§ WHAT IS NEEDED:
Revise the material from its start through the line that contains "61 133 L 66", replacing "fallen branch" with "broken branch" and keeping everything else unchanged.

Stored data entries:
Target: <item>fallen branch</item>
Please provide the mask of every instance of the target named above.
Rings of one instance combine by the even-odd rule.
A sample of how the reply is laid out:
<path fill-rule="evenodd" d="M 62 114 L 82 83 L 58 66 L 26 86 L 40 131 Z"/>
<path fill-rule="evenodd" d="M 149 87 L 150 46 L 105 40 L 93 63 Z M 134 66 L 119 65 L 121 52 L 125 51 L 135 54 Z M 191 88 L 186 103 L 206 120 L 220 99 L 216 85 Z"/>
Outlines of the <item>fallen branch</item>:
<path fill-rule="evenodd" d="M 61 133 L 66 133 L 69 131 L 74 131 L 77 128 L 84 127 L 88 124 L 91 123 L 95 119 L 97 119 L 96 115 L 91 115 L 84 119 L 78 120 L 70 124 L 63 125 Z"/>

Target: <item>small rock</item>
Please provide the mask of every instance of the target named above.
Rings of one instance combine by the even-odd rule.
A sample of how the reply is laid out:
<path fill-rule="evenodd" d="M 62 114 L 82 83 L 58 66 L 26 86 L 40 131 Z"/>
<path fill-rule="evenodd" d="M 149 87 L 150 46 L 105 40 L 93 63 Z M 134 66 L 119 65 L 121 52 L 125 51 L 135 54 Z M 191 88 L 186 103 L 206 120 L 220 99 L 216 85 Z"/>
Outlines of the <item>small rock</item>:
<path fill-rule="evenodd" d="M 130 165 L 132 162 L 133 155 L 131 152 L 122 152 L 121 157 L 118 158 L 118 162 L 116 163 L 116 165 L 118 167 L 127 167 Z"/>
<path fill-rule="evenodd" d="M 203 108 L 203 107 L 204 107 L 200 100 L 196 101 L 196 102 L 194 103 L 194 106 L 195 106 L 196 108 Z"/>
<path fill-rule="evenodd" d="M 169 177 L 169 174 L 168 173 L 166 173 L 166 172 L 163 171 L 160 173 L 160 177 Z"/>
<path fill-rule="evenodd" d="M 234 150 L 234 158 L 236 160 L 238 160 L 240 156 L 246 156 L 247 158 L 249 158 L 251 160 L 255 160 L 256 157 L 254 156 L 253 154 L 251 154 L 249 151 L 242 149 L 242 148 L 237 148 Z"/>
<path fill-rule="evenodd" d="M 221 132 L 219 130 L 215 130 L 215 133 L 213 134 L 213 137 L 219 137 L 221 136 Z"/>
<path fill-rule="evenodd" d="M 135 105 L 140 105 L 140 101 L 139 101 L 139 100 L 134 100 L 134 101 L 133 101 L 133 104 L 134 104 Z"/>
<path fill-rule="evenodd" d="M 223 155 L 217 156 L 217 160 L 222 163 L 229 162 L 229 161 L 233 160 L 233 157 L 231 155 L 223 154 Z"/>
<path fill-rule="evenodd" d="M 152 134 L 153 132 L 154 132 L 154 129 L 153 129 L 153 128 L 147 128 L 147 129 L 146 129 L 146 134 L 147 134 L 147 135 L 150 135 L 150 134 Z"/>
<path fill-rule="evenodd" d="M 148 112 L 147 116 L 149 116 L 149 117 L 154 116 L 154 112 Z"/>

§ SOLUTION TO THIS PROBLEM:
Target: <item>broken branch</item>
Please provide the mask of every instance of the target named above.
Rings of one instance combine by the even-odd rule.
A sample of how the reply is laid out:
<path fill-rule="evenodd" d="M 62 114 L 82 83 L 58 66 L 26 86 L 40 131 Z"/>
<path fill-rule="evenodd" d="M 149 87 L 150 46 L 105 40 L 93 63 Z M 134 66 L 119 65 L 121 52 L 125 51 L 135 54 Z M 191 88 L 186 103 L 206 120 L 220 99 L 216 85 Z"/>
Outlines of the <item>broken branch</item>:
<path fill-rule="evenodd" d="M 61 133 L 66 133 L 69 131 L 74 131 L 77 128 L 84 127 L 88 124 L 91 123 L 95 119 L 97 119 L 96 115 L 91 115 L 84 119 L 78 120 L 70 124 L 63 125 Z"/>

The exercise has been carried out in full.